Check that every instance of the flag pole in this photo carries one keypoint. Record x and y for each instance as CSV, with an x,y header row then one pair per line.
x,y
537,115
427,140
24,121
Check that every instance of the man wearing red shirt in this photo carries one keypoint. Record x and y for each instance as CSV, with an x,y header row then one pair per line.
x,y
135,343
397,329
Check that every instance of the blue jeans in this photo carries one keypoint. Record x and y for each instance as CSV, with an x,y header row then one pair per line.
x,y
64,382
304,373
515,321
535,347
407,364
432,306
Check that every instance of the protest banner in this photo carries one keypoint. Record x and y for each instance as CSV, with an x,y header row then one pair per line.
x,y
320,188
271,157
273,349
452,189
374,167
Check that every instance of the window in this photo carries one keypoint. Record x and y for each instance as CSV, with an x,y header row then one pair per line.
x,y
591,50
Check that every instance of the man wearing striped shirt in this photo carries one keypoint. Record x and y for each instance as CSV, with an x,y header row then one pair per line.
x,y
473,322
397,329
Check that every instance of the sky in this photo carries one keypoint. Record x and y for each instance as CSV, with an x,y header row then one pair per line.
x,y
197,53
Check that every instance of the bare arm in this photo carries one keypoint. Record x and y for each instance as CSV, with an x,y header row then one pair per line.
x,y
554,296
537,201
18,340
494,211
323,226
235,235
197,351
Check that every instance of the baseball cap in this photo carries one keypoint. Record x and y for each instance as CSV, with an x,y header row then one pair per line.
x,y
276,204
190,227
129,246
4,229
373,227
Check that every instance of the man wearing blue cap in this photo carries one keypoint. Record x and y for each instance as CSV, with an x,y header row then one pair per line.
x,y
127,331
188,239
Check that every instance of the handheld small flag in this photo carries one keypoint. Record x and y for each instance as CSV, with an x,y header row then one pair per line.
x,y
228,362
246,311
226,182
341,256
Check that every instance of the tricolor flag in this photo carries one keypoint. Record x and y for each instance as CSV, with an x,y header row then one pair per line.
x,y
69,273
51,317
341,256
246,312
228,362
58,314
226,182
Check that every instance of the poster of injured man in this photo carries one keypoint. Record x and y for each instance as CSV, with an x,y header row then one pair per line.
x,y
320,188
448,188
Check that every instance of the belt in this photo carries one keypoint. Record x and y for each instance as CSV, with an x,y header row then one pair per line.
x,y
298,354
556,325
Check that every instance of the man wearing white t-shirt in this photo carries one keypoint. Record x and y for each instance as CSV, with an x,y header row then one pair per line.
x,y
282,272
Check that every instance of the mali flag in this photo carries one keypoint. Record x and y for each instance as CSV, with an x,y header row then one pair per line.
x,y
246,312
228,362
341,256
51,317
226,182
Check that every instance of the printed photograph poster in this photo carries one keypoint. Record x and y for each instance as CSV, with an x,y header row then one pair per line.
-.-.-
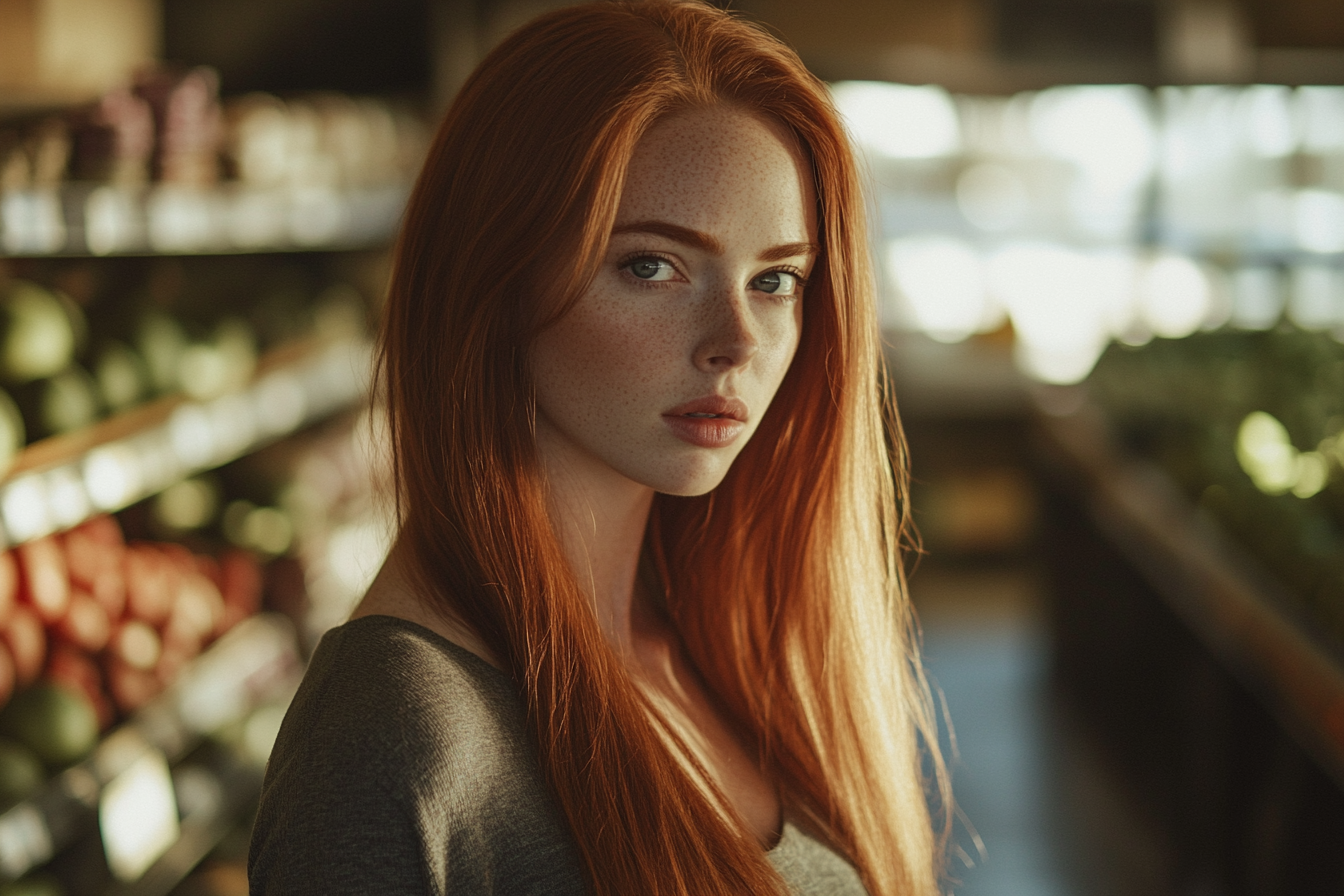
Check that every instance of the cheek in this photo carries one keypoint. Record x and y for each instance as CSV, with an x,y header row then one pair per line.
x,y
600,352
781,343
-.-.-
In the listing above, locate the line containing "Check that every instance of the tricolor" and the line containing "Check that every instance of the printed". Transcribe those two lines and everything between them, exactly as written.

Check that every instance of the tricolor flag in this photo carries one keypoint. Record x and y for each instance as CSV, with an x,y header row then one pair per line.
x,y
69,273
51,317
341,256
246,312
228,362
58,314
226,182
Check that every instance of the poster of injured man in this photo carries one keypoint. Record x and y for each instance as CSV, with an x,y header row then one pair per line.
x,y
320,188
448,188
Check that every instance of the belt in this photo carries one keypoint. Record x and y for each instance as CSV, with an x,y header row then one pair per line.
x,y
298,354
556,325
Check that every instance of the man wearing white t-shirt in this photo carries one keypoint. Record x and y for each instance as CSV, with an x,y header row then one pair per line.
x,y
282,272
Check that every instance of the mali flag in this photo carries one keypoint. Record x and y for each instance as CSV, with an x,y header row then one pair per line.
x,y
246,312
228,362
341,256
51,317
226,182
Check that every instance of the printed photograph poster in this photo carries one keypoint. Record x and y for each instance as CSV, with an x,y header row then one pair per line.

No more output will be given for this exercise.